## BEGIN Records

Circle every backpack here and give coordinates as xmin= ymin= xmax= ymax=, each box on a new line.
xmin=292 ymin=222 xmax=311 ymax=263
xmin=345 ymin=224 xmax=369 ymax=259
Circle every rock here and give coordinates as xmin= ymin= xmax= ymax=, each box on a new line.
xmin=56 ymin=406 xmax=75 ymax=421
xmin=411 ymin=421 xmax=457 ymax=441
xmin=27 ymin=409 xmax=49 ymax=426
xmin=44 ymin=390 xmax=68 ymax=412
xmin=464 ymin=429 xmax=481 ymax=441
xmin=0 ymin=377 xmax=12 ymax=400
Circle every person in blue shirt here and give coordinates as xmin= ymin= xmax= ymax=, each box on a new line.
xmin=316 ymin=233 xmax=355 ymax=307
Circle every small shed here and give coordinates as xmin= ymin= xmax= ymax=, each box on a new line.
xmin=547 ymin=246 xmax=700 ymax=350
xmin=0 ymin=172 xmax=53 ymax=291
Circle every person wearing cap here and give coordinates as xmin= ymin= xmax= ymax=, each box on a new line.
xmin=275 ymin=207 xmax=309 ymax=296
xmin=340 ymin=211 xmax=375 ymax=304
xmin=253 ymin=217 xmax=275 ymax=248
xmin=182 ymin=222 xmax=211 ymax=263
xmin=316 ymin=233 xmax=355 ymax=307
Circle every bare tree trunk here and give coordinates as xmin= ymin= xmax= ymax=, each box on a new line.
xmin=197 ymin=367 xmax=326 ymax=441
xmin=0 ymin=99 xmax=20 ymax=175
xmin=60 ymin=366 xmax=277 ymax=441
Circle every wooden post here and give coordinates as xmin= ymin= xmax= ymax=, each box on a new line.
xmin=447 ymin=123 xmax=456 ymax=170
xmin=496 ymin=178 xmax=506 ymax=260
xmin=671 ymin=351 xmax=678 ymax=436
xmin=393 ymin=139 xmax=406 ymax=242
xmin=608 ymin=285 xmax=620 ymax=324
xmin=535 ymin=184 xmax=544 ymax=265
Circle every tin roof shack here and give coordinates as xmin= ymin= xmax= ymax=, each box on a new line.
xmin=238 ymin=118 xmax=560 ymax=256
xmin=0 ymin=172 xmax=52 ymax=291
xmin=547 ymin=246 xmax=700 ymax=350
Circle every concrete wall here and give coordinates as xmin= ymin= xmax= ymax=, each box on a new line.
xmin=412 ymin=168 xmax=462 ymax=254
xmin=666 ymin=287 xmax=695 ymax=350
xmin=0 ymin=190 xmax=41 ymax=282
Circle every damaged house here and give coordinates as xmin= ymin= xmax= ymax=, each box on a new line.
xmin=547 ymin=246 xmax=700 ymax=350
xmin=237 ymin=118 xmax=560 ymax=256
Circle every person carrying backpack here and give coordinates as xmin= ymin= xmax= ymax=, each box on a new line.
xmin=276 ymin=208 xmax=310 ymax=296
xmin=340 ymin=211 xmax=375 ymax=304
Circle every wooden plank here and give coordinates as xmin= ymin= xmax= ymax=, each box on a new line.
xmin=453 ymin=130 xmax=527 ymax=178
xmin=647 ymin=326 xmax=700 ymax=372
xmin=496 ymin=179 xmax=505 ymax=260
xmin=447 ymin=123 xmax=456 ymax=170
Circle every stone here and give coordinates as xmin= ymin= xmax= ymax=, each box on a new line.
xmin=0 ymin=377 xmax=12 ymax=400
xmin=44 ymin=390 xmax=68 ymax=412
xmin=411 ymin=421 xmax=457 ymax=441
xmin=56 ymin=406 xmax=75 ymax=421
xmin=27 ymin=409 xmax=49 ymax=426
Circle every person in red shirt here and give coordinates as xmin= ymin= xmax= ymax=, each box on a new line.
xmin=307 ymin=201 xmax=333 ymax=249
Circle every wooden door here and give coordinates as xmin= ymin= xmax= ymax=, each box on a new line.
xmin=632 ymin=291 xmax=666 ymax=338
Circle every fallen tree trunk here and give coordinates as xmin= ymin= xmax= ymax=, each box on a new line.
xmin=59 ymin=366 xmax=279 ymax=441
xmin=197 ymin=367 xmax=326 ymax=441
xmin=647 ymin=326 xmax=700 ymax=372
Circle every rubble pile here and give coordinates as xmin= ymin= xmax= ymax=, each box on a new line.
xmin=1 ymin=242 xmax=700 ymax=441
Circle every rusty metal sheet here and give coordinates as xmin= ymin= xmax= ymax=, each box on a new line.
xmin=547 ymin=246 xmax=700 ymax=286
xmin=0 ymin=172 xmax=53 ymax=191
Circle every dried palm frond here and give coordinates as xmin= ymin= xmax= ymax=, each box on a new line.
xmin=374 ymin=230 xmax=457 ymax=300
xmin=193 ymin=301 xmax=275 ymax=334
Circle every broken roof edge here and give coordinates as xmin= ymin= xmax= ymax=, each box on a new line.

## END Records

=== Objective ===
Start at the line that contains "Circle every person wearing" and stop after the line that contains "xmin=182 ymin=222 xmax=211 ymax=263". Write those lines out again, request line included, with every box coordinate multiplied by 2.15 and rounded to a whole number, halves rounded up.

=== Task result ===
Circle every person wearing cap here and give coordinates as xmin= ymin= xmax= ymax=, each box on a new line.
xmin=591 ymin=445 xmax=664 ymax=636
xmin=731 ymin=454 xmax=806 ymax=654
xmin=544 ymin=467 xmax=591 ymax=533
xmin=391 ymin=477 xmax=454 ymax=565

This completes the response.